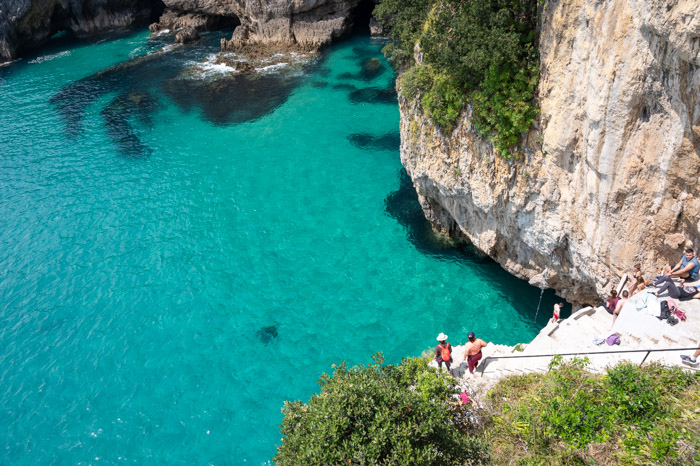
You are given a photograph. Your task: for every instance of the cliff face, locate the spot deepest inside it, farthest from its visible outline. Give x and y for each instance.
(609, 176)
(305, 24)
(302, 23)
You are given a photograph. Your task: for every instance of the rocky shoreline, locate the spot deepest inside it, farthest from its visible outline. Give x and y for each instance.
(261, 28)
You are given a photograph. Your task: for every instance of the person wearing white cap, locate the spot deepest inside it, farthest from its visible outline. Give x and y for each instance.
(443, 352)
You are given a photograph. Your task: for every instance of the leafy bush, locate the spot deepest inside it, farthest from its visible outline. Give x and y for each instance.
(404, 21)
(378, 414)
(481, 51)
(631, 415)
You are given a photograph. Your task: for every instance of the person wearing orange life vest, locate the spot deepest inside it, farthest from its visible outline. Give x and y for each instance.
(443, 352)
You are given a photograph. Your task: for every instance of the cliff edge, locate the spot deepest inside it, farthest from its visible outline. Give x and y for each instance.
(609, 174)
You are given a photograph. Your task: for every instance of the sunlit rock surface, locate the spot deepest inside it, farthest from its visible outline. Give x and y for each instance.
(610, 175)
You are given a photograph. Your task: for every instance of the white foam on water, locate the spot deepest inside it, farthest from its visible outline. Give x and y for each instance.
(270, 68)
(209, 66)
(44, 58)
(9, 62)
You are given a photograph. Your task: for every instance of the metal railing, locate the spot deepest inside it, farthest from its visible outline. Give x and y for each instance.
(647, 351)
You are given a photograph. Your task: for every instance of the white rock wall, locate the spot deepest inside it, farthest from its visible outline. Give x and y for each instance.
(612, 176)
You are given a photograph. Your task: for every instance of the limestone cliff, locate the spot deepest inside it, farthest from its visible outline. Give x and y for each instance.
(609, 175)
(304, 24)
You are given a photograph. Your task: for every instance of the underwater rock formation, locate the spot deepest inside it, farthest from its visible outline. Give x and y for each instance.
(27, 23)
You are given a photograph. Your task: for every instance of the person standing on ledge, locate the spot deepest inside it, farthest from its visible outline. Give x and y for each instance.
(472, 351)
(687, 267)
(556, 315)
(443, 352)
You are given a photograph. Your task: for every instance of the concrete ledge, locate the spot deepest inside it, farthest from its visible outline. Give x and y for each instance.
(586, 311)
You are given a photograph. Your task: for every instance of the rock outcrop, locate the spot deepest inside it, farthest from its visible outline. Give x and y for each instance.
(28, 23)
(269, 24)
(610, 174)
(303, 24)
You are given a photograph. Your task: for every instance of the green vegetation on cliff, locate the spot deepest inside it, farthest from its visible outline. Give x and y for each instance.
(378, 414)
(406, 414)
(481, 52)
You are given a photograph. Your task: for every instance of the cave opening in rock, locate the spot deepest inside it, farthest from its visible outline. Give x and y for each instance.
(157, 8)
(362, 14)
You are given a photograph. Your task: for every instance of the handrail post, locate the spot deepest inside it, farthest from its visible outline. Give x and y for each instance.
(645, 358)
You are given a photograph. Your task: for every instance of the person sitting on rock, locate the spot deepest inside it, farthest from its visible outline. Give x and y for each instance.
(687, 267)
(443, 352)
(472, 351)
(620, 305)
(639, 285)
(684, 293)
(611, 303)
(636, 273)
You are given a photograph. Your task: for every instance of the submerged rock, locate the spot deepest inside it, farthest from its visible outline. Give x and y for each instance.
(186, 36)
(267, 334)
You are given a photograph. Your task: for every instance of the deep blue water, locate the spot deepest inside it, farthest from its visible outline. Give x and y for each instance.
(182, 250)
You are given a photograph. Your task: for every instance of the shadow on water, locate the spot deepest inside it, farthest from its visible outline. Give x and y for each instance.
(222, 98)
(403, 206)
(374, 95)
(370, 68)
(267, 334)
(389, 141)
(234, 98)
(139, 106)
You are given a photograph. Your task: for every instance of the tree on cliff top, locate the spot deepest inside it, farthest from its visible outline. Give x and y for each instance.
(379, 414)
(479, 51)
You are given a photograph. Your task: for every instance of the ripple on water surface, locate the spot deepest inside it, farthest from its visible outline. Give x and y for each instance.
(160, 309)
········
→ WHAT YOU WILL DO
Print all of the records shown above exactly, leaving out each picture.

→ PROBLEM SOLUTION
You are given a photograph. Your task: for every instance of the cliff face, locate the spot deepest inside it, farthest from its visible outline. Give x and y for each instance.
(609, 176)
(305, 24)
(302, 23)
You are given a photograph. Your task: for every instance of the rocky shoreline, locate the spot deepest inside it, farthest from its visible outline. Give x and y for each instance.
(261, 28)
You are given a photograph. Your task: for every instance of the person wearing white cap, locate the spot deepest inside it, farthest from its visible outline. Give x and y for each instance.
(443, 352)
You are given a photograph. Your task: for every instance of the leafy bush, locate the spot deepest inside it, farthest from its visible outline. Give x and y for each instance.
(404, 21)
(378, 414)
(481, 51)
(631, 415)
You are given a photograph. Your task: for every instance of the person wearing orange life vest, locate the spot deepest inside it, farthest from its visible outline. Give x and y for each instance.
(443, 352)
You are given a photograph. Your task: for every instance of the cliff edge, locate the spot deepest inside it, farthest from its visible outline. Give x and y for each instance.
(609, 174)
You are given a photograph. Your task: for every instance of the sunlit rock surface, locate the spot deepest inside it, farthest from its visible outline. Give x and y for each instance.
(610, 175)
You are given a photograph. Your task: for every instance of the white foam on water, locate the spot deepest inside it, farthest from its visible outline. Give x and y for each instance.
(270, 68)
(209, 66)
(44, 58)
(9, 62)
You are given a photograph. Your task: for every instance of the metal railing, locate the spot deepest inside it, farthest from its visible outline. Give x and y for each instance.
(647, 351)
You are given a photograph. Your task: for every instance of the white rock wall, locate the spot deepest inside it, farthest from its visible outline. Give x and y for each instance.
(612, 176)
You are given a photograph. Your task: for every instance of the limestone cliff, locate the spot deepest inside it, farthest from its visible outline. Give x and y for each instance.
(609, 175)
(304, 24)
You are given a photograph. Your task: for every instance of the underwater rock formation, locate the spot deepest inside it, farthest from its visible outline. Give x and y for each instance.
(27, 23)
You are given a photograph. Your task: for every instance of the person standing on ledge, locate the spot deepest inside it, farthest from its visible outline. Give x and y for each instance.
(472, 351)
(687, 267)
(556, 315)
(443, 352)
You are given a photograph. Your task: for every instance of the concrete ledge, locate the spot deepest inside it, farthest from its visible outline. Give x and y for each instance.
(586, 311)
You are given a photograph. Your task: for every instance of the rock outcrop, locate the spot deepest inside it, farthest from its visible outline. Give x and y for each instance.
(28, 23)
(269, 24)
(610, 174)
(303, 24)
You are given a photograph. Your task: for every instance of the green vegetation on cliff, locate the spot deepest inside it, farthest from its visible outline. Give x and y for each instance.
(378, 414)
(406, 414)
(481, 52)
You are given a photograph. Your task: for every instance of the cave opening in rock, locate the spot deepest inside it, farthest from its visible outline. Give x and y for each instance.
(157, 8)
(362, 14)
You are given a photograph. Your task: for every instance of the handrail post, locate the spot deepest inside it, farthest from its visible outline. Give x and y for each instance.
(645, 358)
You are given a photograph. Your task: for every instance of the person sitting on rock, locate the spot deepest inside it, farthest from its visible outline. Give x and y for each instance.
(687, 267)
(443, 352)
(472, 351)
(620, 305)
(639, 285)
(684, 293)
(611, 303)
(636, 273)
You are given a photograph. Your task: for every instance of the submerged rock, locate the spot deepest inside it, farthest from its visible outline. Give x and y for each instance.
(186, 36)
(267, 334)
You are given a photograph. Your task: for every instance of the deep blue water, locate the spot deepest inside it, farthest from its visible outline. Give x and y for each instance.
(182, 250)
You are given a photograph. Your task: for every instance of the shadow on water, locate the spot deepest inside it, farthest from its visible outline. Give x and y for each instance.
(222, 98)
(403, 206)
(374, 95)
(370, 68)
(267, 334)
(389, 141)
(234, 98)
(139, 106)
You are given a photograph. Your task: for every instance of the tree on cliff top, locate the spot deepest inside it, farthest from its visible outline. Give x and y for each instance.
(379, 414)
(479, 51)
You are given a photograph. Your task: for every instance of the ripple on water surface, locate the spot deepest inside it, farthest from its visible outline. Give x and y for each instance.
(160, 309)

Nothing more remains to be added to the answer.